*Work required*.
Your answer should reproduce the full set of records exactly as given.

-------- Supplied records

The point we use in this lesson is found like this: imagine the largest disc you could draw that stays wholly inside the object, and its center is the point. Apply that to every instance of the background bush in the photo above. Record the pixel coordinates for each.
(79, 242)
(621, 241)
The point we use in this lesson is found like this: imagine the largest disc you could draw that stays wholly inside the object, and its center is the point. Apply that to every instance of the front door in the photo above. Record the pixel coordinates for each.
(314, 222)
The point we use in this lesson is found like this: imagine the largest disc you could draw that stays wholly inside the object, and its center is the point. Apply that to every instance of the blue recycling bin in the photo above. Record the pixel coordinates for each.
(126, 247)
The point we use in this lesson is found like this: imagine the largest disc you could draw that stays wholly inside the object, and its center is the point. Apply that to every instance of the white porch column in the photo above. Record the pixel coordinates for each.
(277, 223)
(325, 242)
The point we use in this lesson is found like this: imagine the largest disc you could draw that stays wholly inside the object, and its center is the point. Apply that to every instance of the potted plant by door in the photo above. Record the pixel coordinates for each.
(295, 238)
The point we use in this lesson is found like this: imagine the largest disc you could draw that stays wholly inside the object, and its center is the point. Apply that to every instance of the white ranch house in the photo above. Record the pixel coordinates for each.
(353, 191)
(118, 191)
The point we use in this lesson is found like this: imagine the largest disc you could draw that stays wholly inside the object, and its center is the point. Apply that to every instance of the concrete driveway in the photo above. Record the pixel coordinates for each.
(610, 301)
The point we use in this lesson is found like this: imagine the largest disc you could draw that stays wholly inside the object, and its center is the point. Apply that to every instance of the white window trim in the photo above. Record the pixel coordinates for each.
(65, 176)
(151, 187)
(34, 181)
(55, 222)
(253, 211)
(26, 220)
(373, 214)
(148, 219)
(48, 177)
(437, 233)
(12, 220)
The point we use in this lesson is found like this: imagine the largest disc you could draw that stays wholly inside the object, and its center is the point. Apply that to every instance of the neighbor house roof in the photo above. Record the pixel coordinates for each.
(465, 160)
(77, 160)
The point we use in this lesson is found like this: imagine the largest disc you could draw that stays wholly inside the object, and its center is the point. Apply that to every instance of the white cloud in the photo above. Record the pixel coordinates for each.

----------------

*Answer for the task*.
The point we use in this lesson is found like this: imagine the largest disc you could draw that stays wholly inside the object, and its center is the point. Apply that to every instance of the background bush in the photo above. Record the pixel coordinates for each.
(79, 242)
(621, 241)
The point we use in this lesson is found like this: imagine the largest disc you could draw that stays wholly inside the object, and its center is the point. Apply that to every instance of the front door in the photo above. Record the pixel coordinates for each.
(314, 222)
The point we use in this lesson is found like this: imagine the largest disc you could draw that stays wholly inside the object, and its center is the point. Apply that to every instance of the blue recycling bin in the photo above. Record the pixel coordinates for each.
(126, 247)
The point we use in this lesson is found like this: imagine the largest disc you could draw that stays wholly inside the object, and its center is the point. Apply that to every instance of the white porch column in the photo above. Record the pixel coordinates for each.
(277, 223)
(325, 242)
The point we use in this lesson is found like this: imagine the largest disc you could draw that stays wholly inside the object, and its center is the point. Apply that to every instance of the potted plant by door in the photo above. Record the pixel coordinates for each.
(295, 238)
The point we use in this lesson is found like this: imagine the largest disc you could draw that stays wholly inside the object, and its center is the point. Apply that to every instance of the white ranch house in the photo above. Record the pixel coordinates for each.
(353, 191)
(118, 191)
The point we use in this lesson is found like this: imagine the largest disc you could draw that stays wholly inside the object, and its center is the point. Apply that to every instance of the concrete driveway in the photo above. Record the pixel coordinates for each.
(610, 301)
The point we use in this lesson is found like this: imagine the largest disc you could draw that stays wholly inside the object, and its center is the point. Apply that to every instance of the white window trim in the photo above. Record the pixel coordinates for each.
(65, 176)
(151, 187)
(34, 181)
(55, 222)
(253, 211)
(26, 220)
(373, 214)
(148, 219)
(48, 177)
(437, 233)
(12, 220)
The point we use in this lesson is found like this: imagine the largest disc you could draw that stays wholly inside the object, and its center is the point. Apply that to every instance of the neighbor house roof in the photo above. Record the pixel coordinates for each.
(465, 160)
(77, 160)
The point we use in this lesson is found like this: imagine the largest disc you could draw that stays wholly inside the object, and its center is the point. Apply that to every instance of the white cloud in the photo above. Record the pixel coordinates for each.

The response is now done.